Required tasks:
a: Please give the T5 bulb thread again from "You are wright" up to and including "(Nov 20, 2006)", substituting "two weeks" for "ten days".
b: List each distinct username that heads a post in the T5 bulb thread.

Start Document text

# T5



## dbolanos (Nov 17, 2005)

Hi everybody,
I have 4 x 54w T5 for one year ago. Can someone tell me whats the useful period for a T5 in aquarium?

Thanks in advance.


----------



## BryceM (Nov 6, 2005)

Do you mean how many hours per day or how long the bulbs should last? I'm assuming you're asking how long they last. Some people would recommend changing them yearly. Others would probably say use them until they burn out.


----------



## dbolanos (Nov 17, 2005)

You are wright Guaiac_boy, I'm sorry about my English.
My T5 are now one year old, and I'm trying to make a new setup in ten days, that is the reason why.

Thanks.


----------



## goalcreas (Nov 20, 2006)

If money is not an issue, I would replace them, If it is an issue, you can do the set up, and I am sure the intensity of the lamps will work for your plants to break in and for the roots to take hold.

also, have you been using the bulbs daily for a year, or have they been unused for a portion of that time, that would have to be figured into when to replace.


----------



## ruki (Jul 4, 2006)

goalcreas said:


> If money is not an issue, I would replace them, If it is an issue, you can do the set up, and I am sure the intensity of the lamps will work for your plants to break in and for the roots to take hold.

End Document text
Start Data provided

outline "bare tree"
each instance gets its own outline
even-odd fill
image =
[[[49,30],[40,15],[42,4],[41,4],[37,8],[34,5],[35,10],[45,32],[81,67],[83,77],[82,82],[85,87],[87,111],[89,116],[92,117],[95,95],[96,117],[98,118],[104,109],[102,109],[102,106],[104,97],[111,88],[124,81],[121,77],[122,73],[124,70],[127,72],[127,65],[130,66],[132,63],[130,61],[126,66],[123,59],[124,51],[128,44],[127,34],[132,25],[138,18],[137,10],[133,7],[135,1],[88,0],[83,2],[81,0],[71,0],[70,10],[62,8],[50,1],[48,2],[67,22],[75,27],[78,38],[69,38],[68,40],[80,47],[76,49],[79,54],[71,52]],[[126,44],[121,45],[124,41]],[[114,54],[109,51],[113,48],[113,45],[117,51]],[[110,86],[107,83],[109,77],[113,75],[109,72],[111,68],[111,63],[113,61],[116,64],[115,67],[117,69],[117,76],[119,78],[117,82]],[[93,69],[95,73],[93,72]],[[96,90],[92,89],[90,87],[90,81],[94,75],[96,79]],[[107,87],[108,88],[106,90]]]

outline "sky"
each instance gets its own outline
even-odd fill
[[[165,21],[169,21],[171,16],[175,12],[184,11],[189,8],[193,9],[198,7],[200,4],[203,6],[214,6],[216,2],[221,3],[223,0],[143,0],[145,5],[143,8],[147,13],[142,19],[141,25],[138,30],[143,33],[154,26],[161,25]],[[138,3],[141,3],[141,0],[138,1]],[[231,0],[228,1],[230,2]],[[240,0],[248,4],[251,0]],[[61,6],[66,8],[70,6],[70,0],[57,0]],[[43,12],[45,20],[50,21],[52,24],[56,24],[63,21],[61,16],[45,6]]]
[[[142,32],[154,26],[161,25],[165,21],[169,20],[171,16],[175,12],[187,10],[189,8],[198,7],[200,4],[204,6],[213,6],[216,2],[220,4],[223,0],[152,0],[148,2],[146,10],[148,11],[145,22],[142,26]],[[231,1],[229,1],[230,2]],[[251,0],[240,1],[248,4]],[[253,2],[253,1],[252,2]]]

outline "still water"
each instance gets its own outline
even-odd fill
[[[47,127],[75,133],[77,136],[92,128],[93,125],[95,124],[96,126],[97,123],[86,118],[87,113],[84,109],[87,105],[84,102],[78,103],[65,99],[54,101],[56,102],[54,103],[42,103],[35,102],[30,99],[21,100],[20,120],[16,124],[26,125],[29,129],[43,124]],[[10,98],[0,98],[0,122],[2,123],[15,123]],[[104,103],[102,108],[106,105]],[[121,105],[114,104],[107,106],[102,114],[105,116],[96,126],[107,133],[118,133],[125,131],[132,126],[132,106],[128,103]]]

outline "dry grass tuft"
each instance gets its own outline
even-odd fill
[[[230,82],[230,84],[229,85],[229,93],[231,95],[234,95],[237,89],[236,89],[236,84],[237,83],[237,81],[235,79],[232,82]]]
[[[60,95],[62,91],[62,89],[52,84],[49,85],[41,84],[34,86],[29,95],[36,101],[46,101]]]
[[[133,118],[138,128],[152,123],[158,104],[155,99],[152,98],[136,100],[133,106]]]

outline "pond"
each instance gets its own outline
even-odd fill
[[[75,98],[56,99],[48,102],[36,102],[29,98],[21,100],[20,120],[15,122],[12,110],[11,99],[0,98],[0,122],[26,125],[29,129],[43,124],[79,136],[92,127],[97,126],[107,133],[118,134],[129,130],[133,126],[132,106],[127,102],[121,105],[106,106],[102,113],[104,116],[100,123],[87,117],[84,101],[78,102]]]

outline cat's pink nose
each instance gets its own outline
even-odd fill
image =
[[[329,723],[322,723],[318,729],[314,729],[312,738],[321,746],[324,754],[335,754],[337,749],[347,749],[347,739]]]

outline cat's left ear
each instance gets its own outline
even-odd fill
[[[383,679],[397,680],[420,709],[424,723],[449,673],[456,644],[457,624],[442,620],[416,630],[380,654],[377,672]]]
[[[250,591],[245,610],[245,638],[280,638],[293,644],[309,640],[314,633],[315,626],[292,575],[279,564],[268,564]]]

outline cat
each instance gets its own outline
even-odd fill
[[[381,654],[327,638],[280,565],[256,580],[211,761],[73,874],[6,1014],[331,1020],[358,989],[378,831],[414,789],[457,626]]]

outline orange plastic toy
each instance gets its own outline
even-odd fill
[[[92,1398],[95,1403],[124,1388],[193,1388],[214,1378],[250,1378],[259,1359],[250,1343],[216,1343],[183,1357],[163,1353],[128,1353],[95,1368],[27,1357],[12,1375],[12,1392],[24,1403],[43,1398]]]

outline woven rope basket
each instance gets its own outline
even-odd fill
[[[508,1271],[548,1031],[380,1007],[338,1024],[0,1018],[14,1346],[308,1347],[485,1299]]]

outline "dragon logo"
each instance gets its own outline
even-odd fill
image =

End Data provided
Start Data provided

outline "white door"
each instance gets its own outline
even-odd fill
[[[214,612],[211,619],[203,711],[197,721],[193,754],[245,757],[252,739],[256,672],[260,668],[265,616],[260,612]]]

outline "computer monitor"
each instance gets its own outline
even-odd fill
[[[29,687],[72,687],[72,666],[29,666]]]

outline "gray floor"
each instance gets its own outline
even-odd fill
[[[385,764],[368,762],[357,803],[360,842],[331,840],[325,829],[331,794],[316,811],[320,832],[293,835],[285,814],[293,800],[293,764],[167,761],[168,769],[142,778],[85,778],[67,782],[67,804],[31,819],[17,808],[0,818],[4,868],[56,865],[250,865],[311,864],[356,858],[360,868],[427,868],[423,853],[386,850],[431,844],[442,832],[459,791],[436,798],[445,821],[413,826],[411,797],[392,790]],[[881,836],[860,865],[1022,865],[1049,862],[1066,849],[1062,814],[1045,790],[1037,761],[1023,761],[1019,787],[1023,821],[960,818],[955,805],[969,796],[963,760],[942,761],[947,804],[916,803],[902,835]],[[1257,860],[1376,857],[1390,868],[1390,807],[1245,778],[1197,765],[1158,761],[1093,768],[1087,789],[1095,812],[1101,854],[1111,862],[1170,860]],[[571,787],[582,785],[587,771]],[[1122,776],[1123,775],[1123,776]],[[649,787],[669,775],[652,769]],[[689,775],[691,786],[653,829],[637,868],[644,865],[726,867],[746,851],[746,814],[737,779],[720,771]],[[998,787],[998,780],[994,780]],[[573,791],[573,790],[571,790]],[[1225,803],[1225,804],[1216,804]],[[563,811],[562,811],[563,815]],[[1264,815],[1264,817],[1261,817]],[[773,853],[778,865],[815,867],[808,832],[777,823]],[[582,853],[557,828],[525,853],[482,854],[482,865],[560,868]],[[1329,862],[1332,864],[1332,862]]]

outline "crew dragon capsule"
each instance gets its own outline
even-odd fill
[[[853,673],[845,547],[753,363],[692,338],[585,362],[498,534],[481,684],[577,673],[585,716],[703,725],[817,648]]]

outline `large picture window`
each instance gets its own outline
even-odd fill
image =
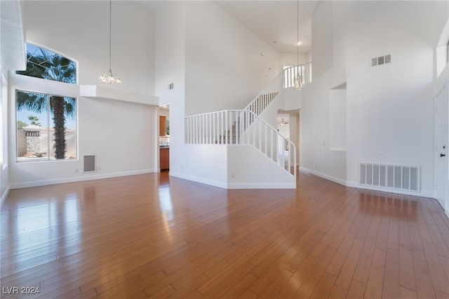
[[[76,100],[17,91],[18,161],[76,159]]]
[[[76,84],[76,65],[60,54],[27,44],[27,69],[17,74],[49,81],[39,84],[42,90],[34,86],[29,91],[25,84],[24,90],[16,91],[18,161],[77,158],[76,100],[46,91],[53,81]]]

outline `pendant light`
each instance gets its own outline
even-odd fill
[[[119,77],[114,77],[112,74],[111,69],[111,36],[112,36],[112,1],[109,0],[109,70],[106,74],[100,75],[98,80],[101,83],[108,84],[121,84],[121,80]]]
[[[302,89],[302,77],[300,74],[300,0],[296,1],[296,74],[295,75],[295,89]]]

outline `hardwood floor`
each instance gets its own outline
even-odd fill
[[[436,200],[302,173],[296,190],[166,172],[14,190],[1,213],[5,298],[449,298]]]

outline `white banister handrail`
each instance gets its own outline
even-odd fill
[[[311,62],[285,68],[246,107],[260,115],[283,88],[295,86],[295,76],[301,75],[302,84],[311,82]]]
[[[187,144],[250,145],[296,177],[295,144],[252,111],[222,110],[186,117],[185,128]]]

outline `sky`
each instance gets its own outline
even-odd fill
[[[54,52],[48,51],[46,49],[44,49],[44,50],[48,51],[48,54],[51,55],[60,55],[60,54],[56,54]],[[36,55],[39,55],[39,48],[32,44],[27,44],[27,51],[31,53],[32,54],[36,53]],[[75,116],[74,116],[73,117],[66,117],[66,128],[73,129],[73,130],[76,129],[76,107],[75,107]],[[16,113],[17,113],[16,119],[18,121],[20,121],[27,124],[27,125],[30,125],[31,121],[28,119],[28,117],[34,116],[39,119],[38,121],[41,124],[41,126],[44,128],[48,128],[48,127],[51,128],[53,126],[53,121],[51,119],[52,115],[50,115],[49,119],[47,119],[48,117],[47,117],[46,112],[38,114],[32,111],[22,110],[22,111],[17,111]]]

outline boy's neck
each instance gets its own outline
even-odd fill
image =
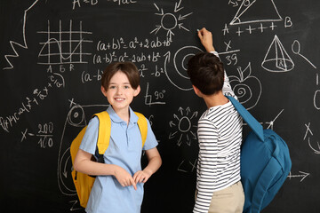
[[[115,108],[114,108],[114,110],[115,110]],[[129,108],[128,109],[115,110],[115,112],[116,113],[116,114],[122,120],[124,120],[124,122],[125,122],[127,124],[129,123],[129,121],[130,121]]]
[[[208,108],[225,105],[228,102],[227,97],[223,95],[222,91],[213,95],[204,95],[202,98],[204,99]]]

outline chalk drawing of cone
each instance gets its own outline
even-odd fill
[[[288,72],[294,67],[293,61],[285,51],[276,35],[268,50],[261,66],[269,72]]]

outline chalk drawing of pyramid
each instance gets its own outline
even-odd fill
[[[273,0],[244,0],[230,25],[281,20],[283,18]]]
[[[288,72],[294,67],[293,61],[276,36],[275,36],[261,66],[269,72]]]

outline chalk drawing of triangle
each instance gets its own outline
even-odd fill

End Data provided

Answers to the exercise:
a:
You are wright Guaiac_boy, I'm sorry about my English.
My T5 are now one year old, and I'm trying to make a new setup in two weeks, that is the reason why.

Thanks.


----------



## goalcreas (Nov 20, 2006)

b:
dbolanos
BryceM
goalcreas
ruki